*Your assignment*
Below are the entries; return every line among them that holds the word "before".

[Saved entries]
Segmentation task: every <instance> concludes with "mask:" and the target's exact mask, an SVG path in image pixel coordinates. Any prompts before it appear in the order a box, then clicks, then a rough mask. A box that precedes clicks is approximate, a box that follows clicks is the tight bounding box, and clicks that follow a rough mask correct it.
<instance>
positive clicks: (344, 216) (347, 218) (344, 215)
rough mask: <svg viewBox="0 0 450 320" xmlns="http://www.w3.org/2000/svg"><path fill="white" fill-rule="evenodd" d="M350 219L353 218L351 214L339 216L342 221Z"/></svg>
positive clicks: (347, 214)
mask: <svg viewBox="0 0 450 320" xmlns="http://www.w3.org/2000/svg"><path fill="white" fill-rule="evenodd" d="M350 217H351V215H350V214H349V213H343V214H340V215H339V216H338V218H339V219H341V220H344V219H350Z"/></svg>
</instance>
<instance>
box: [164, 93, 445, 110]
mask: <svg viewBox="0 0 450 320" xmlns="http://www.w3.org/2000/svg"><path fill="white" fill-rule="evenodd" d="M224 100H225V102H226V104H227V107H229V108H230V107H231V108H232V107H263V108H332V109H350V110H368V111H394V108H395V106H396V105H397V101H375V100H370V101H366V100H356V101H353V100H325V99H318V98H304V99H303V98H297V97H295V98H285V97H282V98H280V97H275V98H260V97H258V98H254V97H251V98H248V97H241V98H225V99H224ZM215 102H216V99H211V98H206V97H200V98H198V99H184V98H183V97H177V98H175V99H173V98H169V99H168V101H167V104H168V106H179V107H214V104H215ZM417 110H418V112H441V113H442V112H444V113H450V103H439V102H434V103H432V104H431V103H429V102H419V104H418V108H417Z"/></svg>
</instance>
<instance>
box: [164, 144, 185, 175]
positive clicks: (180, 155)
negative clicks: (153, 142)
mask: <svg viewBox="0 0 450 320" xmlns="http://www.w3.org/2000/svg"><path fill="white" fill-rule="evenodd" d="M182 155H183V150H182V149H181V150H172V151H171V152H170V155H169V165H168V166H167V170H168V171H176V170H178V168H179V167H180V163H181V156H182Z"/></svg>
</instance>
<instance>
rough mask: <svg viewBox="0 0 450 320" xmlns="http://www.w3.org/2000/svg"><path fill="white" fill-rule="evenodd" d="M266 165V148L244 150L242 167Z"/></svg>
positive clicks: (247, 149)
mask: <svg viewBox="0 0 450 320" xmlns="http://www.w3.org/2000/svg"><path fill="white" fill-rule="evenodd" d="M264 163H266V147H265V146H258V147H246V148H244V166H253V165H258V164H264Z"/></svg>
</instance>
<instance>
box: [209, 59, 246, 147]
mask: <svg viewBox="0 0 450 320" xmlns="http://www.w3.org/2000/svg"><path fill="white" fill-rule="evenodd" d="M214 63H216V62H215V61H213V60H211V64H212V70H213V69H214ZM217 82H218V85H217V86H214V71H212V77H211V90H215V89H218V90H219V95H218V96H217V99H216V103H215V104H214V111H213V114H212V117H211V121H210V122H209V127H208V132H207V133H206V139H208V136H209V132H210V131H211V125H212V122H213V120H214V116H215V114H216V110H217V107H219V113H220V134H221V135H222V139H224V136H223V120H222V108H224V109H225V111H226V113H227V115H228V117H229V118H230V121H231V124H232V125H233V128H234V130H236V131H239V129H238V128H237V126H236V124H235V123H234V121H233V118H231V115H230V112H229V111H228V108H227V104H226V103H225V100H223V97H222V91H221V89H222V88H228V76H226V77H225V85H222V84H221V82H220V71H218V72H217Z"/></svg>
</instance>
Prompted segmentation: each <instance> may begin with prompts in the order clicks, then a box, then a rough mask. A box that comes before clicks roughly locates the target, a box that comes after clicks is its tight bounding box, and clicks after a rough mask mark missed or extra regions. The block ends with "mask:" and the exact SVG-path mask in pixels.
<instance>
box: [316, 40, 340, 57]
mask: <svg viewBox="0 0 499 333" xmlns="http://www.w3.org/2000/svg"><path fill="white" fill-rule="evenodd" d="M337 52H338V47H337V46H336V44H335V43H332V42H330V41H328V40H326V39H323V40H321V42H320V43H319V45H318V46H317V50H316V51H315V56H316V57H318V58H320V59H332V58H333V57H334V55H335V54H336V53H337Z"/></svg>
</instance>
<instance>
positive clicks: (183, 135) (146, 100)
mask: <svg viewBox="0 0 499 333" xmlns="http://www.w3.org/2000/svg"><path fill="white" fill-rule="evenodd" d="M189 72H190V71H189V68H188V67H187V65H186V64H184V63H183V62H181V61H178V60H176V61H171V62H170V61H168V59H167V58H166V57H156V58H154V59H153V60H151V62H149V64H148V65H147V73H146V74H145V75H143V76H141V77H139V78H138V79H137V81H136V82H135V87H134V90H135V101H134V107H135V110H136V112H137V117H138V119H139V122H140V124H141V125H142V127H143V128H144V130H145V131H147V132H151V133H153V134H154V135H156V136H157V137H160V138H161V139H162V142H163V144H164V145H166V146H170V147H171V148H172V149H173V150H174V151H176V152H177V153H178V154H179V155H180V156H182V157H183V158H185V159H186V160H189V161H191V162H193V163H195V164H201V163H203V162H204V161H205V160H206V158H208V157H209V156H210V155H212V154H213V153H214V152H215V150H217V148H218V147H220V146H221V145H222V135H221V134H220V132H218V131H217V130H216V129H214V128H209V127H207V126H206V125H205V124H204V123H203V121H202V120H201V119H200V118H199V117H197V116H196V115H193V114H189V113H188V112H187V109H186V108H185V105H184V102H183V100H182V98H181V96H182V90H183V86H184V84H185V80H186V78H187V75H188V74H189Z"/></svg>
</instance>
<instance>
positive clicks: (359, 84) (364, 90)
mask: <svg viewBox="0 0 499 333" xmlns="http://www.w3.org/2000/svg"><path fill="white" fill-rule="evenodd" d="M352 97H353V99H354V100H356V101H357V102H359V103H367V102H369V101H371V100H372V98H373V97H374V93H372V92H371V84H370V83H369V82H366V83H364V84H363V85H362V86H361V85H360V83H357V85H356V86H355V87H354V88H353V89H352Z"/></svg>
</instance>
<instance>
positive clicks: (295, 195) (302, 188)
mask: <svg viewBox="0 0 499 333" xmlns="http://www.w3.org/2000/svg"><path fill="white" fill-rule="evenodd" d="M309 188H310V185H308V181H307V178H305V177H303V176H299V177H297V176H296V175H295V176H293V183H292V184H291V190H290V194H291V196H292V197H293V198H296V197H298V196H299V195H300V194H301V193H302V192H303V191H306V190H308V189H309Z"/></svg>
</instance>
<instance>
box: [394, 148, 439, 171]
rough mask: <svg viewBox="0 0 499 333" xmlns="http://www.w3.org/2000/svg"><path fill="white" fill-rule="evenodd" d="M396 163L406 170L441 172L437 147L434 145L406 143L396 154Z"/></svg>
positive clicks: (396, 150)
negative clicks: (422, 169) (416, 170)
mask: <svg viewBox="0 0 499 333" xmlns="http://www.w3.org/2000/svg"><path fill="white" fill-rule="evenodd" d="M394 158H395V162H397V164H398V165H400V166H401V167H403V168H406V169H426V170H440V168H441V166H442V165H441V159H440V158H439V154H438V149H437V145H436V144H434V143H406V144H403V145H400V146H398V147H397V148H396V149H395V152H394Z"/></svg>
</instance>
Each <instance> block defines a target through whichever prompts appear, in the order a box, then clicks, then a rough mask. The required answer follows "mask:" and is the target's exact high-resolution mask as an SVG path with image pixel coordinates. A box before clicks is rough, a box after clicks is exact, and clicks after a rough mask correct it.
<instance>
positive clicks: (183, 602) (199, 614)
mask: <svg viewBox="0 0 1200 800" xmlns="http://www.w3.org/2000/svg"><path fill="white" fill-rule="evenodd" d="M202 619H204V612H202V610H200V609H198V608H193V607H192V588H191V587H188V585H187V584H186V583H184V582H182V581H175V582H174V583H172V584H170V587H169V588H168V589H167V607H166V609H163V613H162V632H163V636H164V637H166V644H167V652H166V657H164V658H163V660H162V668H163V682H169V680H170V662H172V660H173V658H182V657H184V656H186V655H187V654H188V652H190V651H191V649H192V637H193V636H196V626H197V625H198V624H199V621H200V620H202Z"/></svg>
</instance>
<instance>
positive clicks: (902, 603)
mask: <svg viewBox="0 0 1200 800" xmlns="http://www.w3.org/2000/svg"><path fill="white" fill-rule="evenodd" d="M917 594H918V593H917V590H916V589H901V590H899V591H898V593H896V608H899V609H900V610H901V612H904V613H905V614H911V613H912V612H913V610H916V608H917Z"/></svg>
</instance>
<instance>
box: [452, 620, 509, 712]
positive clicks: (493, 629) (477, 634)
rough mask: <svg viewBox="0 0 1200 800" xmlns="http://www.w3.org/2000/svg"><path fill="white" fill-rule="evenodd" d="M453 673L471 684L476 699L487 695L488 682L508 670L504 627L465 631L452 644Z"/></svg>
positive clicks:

*Output below*
Segmentation task: every <instance> concludes with "mask:" and the target's exact mask, an SVG path in image pixel coordinates. Any prompts before it appear in the order a box, then clicks, then a rough mask. A box that precedes clicks is approximate, a box that follows clicks is the tight bounding box, and clicks that follow a rough mask correct it.
Prompted segmentation: each <instance> may begin with prompts in the order clicks, then a box, then a rough mask. A box that comes before clicks roughly locates the target, a box that comes after clicks is its tight bounding box, and clicks after a rough mask mark missed or extra regions. The block ends with "mask:" and the exact SVG-path mask in pixels.
Each <instance> block defines a target through whichever prompts appear, in the order a box, then clicks, then a rough mask. The required answer follows "mask:" and is the target's exact high-resolution mask as an SVG path with image pixel coordinates. A box before clicks is rough, a box after clicks is exact, and clicks after a rough mask correct it.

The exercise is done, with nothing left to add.